**Task description**
Each record below needs to be retyped exactly.

[[ Dataset records, beginning ]]

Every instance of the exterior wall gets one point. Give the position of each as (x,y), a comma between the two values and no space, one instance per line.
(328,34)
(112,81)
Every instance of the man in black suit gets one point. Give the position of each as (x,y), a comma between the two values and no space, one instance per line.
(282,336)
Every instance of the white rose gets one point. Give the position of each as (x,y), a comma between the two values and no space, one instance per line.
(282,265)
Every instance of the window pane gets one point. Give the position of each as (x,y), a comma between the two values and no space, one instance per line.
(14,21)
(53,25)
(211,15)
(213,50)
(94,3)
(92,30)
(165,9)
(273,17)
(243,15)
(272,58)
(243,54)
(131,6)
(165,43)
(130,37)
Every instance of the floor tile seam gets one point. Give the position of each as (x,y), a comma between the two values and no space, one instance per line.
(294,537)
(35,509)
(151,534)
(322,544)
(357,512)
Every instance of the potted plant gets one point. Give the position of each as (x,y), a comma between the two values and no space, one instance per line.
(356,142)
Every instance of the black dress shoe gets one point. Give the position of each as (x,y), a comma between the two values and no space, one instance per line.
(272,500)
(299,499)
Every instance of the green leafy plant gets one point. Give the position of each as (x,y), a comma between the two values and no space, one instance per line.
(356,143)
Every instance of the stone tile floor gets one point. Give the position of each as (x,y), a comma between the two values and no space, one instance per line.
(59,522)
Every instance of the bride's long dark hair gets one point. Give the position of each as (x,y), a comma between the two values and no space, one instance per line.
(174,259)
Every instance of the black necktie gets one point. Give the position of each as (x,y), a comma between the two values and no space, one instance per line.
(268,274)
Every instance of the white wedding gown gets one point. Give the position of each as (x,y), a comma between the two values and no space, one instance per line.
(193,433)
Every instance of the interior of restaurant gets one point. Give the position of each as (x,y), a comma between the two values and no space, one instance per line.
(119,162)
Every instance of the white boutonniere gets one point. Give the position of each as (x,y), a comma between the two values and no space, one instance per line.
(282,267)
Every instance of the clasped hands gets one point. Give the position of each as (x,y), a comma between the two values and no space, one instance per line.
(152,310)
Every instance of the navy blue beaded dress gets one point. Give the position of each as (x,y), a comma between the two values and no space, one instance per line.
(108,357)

[[ Dataset records, end ]]

**Answer below**
Every instance of the exterior wall gets one point. Give the position of each as (x,y), a comma between the two values and no space, one instance per line.
(328,34)
(112,81)
Every instance of the man in black suit gets one point. Give the position of each as (x,y), a comma between the two values and no space, one instance per line.
(282,336)
Every instance of the white rose gets one point. Give the position of each as (x,y), a comma between the two values and no space, one instance per line.
(282,265)
Every instance of the window pane gets one point. Give the position of each as (x,y), a comma between the two values and no space, one instance per line.
(14,21)
(53,25)
(211,15)
(213,50)
(94,3)
(92,30)
(165,9)
(273,17)
(243,15)
(272,58)
(243,54)
(131,6)
(165,43)
(130,37)
Every instance of the floor tile seam gets one point. Give the position of each as (x,y), a comma between the two values and no space, one instance per line.
(294,537)
(35,509)
(151,534)
(322,544)
(357,512)
Every instance of the potted plant gets one point. Give the position of each as (x,y), a comma between the two values and no space, one instance per line.
(356,142)
Every instance of the black dress shoe gets one point. Give the position of each as (x,y), a comma between the two values and no space, one instance per line.
(272,500)
(299,499)
Every instance of the green leafy plant gets one point. Give the position of each as (x,y), a comma between the two values and no space, one instance per line.
(356,143)
Every instance of the stone tile floor gets one point. Give the position of each as (x,y), a comma between the two values and no space, one instance per line.
(59,522)
Every instance of the bride's long dark hair gets one point. Give the position of each as (x,y), a comma between the two values and no space, one instance per line.
(174,259)
Every instance of the black necktie gets one point. Give the position of each as (x,y), a comma between the two values and no space, one instance per line.
(268,274)
Every instance of the white wedding gown gets one point. Give the position of each as (x,y), a comma between the two values and no space, one instance per line.
(193,433)
Every instance of the interior of restaurant gets one point. Give the position of each as (x,y), a comma between the two values and no space, one instance per line.
(119,162)
Every instance of the white boutonniere gets one point. Give the position of each as (x,y), a comma between the two values and no space, one instance per line.
(282,267)
Every instance of the clasped hands gets one point. Give the position of each as (x,y), a comma between the two values and no space, one instance per line.
(152,310)
Every instance of the navy blue beaded dress gets one point. Give the position of each as (x,y), a comma between the two values and no space, one instance per line.
(108,357)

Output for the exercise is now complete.